*About this exercise*. Retype the data below verbatim; pictures do not belong in the copy.

(Data extracted from a collection)
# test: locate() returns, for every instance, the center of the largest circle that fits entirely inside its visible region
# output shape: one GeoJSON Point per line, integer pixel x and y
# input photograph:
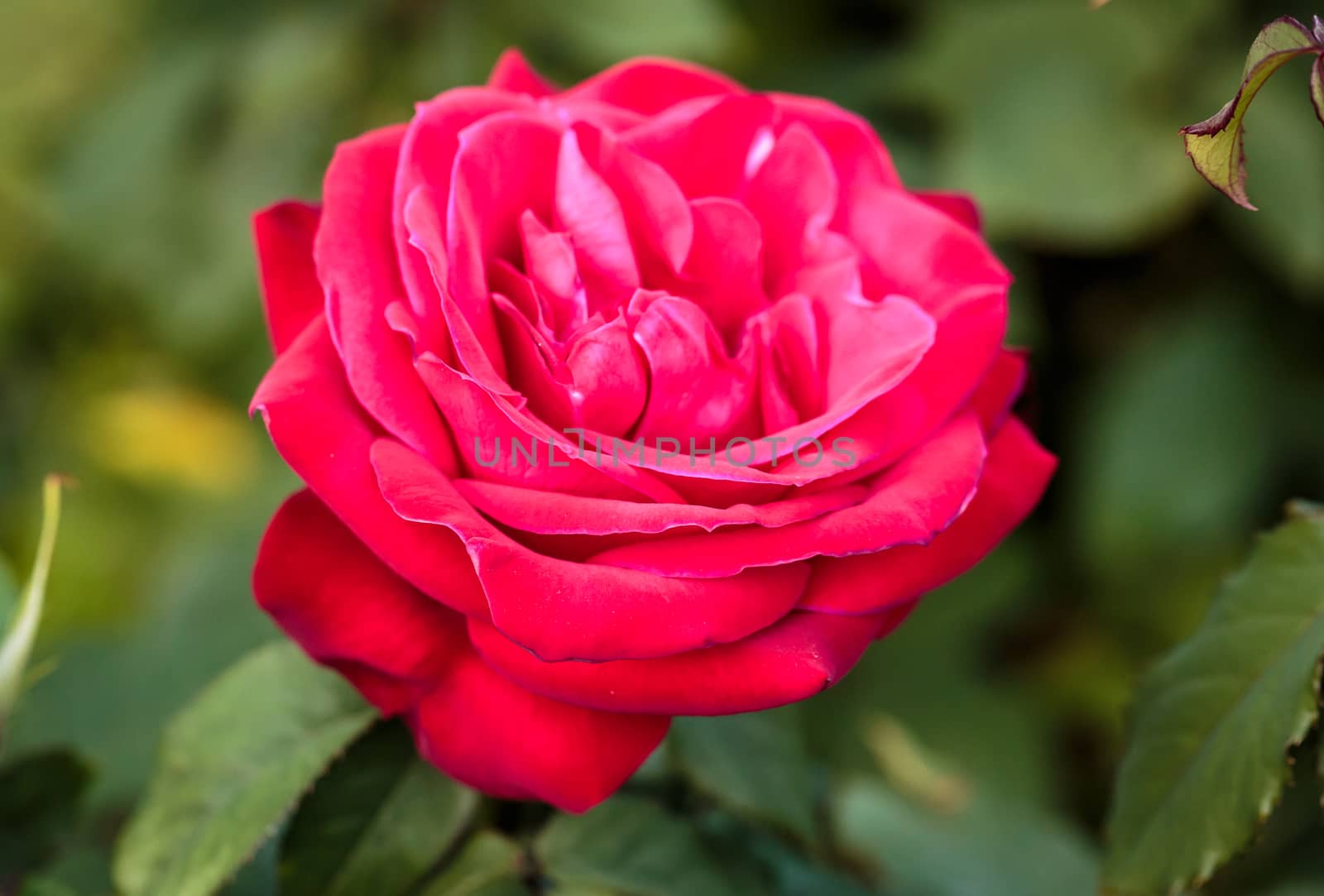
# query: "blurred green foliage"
{"type": "Point", "coordinates": [1176, 338]}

*Solved problem*.
# test: locate() returns, for every instance, the center of the largest circle that fits entirely inside its visible region
# output shape: one GeoJSON Point per line, integer pixel x and y
# input photograph:
# query: "blurred green foliage"
{"type": "Point", "coordinates": [1176, 338]}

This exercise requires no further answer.